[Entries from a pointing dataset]
--------------------------------------------------

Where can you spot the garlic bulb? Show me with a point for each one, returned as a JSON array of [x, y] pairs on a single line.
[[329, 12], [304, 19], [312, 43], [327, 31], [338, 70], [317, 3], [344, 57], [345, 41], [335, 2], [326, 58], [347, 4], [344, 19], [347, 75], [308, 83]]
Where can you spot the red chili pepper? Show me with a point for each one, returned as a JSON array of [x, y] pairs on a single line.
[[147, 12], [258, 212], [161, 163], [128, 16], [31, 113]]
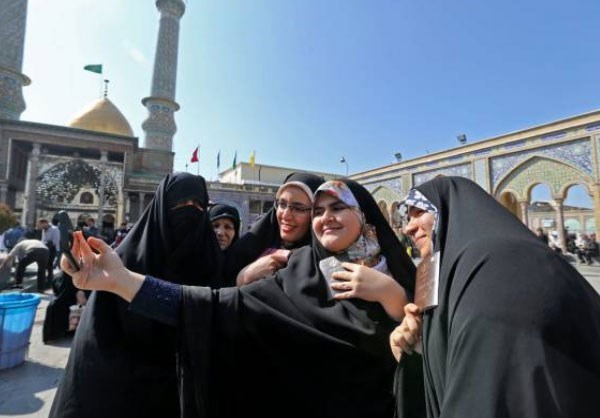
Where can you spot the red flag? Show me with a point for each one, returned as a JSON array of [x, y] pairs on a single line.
[[195, 156]]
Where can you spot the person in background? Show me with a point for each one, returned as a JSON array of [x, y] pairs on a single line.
[[51, 238], [91, 230], [265, 248], [515, 330], [13, 235], [126, 357], [541, 235], [26, 252], [120, 235], [225, 220]]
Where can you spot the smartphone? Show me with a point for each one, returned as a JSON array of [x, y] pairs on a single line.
[[66, 238], [330, 265]]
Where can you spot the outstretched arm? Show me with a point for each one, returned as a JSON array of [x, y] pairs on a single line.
[[103, 270], [406, 338], [263, 267]]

--------------------------------------------------

▶ **SET TASK**: Write out every line of the records above, with each coordinate in the answers shifted up by 7. Leave the picture lines out.

▶ **SOLUTION TO THIS EXERCISE**:
Where can you spot the garlic bulb? Show me with a point for each one, returned as a JSON array of [x, y] pairs on a single line.
[[336, 19], [311, 26], [319, 50], [334, 38], [345, 77], [324, 10], [351, 64], [352, 48], [342, 9], [333, 65], [354, 11], [351, 26], [354, 82], [315, 90]]
Where can you spot the red chili pepper? Show me with a point for each one, returned as a JSON array of [x, y] pairs on a single line.
[[154, 19], [265, 219], [168, 170], [135, 23], [38, 120]]
Where can you spot the red flag? Show me with a point for each one, returned as a JSON array of [x, y] pairs on a single line.
[[202, 163]]
Where can you spot the person in background? Show me with a point for each one, returned as a JSON array of [x, y] pairs on a single line.
[[58, 245], [98, 237], [272, 255], [522, 337], [20, 242], [133, 364], [548, 242], [33, 259], [127, 242], [232, 227]]
Where can you spot the smartphone? Show me with a point for each one, returned as a JSON array of [x, y] pairs on a single line.
[[73, 245], [337, 272]]
Where can you spot the outstretched arm? Show me with a point for each one, returned as a JSON array of [x, y] pairs on a single line.
[[110, 277], [413, 345], [270, 274]]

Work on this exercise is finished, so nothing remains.